* [Aim of the exercise]: Can you rewrite all of the entries below, changing every "subject" to "target" and leaving everything else unchanged?

═══ Supplied data

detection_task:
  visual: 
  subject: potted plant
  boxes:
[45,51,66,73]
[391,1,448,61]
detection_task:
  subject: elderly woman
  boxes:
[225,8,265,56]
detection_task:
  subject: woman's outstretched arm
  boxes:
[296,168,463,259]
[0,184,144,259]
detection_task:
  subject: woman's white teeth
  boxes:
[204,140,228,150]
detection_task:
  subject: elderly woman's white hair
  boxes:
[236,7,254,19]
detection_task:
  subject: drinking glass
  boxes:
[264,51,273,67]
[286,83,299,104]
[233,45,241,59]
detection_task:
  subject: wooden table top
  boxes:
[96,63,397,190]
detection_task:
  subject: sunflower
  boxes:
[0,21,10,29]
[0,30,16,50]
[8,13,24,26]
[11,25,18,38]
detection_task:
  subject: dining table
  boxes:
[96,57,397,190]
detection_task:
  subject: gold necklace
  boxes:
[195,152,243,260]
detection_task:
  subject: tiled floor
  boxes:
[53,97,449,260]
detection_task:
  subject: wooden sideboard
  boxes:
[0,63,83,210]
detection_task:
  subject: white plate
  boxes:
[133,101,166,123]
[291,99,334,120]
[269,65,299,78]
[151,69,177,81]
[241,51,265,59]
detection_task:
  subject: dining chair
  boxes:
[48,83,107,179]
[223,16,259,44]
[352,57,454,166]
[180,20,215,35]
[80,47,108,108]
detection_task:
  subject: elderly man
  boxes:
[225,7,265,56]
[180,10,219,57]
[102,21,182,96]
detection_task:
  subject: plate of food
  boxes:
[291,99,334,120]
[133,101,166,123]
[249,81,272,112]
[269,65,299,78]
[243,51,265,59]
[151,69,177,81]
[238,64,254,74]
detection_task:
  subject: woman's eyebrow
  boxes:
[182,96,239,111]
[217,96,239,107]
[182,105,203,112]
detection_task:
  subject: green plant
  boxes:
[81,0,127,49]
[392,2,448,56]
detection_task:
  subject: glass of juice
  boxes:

══════

* [Exercise response]:
detection_task:
  visual: 
  target: potted plant
  boxes:
[45,51,66,73]
[391,1,448,61]
detection_task:
  target: elderly woman
  boxes:
[225,8,265,56]
detection_task:
  target: woman's outstretched arm
  boxes:
[296,168,463,259]
[0,184,144,259]
detection_task:
  target: woman's white teeth
  boxes:
[204,140,228,150]
detection_task:
  target: elderly woman's white hair
  boxes:
[236,7,254,19]
detection_task:
  target: drinking glass
  boxes:
[264,51,273,67]
[286,83,299,104]
[233,45,241,59]
detection_task:
  target: wooden table top
  boxes:
[96,63,397,190]
detection_task:
  target: sunflower
  boxes:
[0,21,10,29]
[0,30,16,50]
[8,13,24,26]
[11,25,18,38]
detection_task:
  target: dining table
  boxes:
[96,57,397,190]
detection_task:
  target: gold necklace
  boxes:
[195,152,243,260]
detection_task:
  target: tiled floor
  boxes:
[53,97,449,260]
detection_task:
  target: wooden sideboard
  boxes:
[0,63,83,210]
detection_task:
  target: white plate
  boxes:
[133,101,166,123]
[291,99,334,120]
[269,65,299,78]
[151,69,177,81]
[241,51,265,59]
detection_task:
  target: dining chair
  boxes:
[48,83,107,179]
[223,16,259,44]
[352,57,454,166]
[180,20,215,35]
[80,47,108,108]
detection_task:
  target: elderly man
  boxes:
[225,7,265,56]
[180,10,219,57]
[102,21,182,96]
detection_task:
  target: plate of food
  boxes:
[291,99,334,120]
[133,101,166,123]
[249,81,272,112]
[269,65,299,78]
[243,51,265,59]
[151,69,177,81]
[238,64,254,74]
detection_task:
  target: woman's eyebrow
  boxes:
[182,96,239,111]
[217,96,239,107]
[182,105,203,112]
detection_task:
  target: green plant
  boxes:
[81,0,127,49]
[392,2,448,56]
detection_task:
  target: glass of juice
  boxes:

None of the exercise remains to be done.